» **GIVEN PROBLEM**: Find each line in the material below that contains the string "Query", matching case, and copy those lines.

» **DATA SECTION**:
· · · ·
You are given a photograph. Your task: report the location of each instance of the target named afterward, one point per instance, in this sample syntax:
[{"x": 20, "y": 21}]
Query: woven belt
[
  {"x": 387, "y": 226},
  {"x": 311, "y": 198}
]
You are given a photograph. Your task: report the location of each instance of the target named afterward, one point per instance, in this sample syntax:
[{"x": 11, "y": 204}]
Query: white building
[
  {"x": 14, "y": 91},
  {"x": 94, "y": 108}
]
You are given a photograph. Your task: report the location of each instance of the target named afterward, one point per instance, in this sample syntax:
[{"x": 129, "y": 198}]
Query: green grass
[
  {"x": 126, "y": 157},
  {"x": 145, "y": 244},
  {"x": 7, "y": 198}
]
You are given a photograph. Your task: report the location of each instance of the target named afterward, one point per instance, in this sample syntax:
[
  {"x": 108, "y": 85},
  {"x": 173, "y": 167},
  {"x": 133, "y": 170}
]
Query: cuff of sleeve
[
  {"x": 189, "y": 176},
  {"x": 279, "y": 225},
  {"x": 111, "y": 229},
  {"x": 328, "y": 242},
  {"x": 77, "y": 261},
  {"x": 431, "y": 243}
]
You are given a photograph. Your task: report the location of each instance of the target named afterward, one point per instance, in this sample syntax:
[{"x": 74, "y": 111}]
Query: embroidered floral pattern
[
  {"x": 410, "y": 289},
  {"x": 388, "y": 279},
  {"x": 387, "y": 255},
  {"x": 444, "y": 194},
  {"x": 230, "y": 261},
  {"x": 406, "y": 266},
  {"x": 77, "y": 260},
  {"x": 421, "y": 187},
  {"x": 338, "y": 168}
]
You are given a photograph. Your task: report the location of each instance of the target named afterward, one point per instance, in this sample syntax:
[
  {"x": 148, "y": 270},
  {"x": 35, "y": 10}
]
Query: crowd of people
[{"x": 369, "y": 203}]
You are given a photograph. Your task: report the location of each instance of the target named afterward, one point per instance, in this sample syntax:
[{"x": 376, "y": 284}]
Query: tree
· · · ·
» **EXERCISE SOLUTION**:
Query: woven belt
Query: white building
Query: green grass
Query: cuff of sleeve
Query: embroidered floral pattern
Query: crowd of people
Query: tree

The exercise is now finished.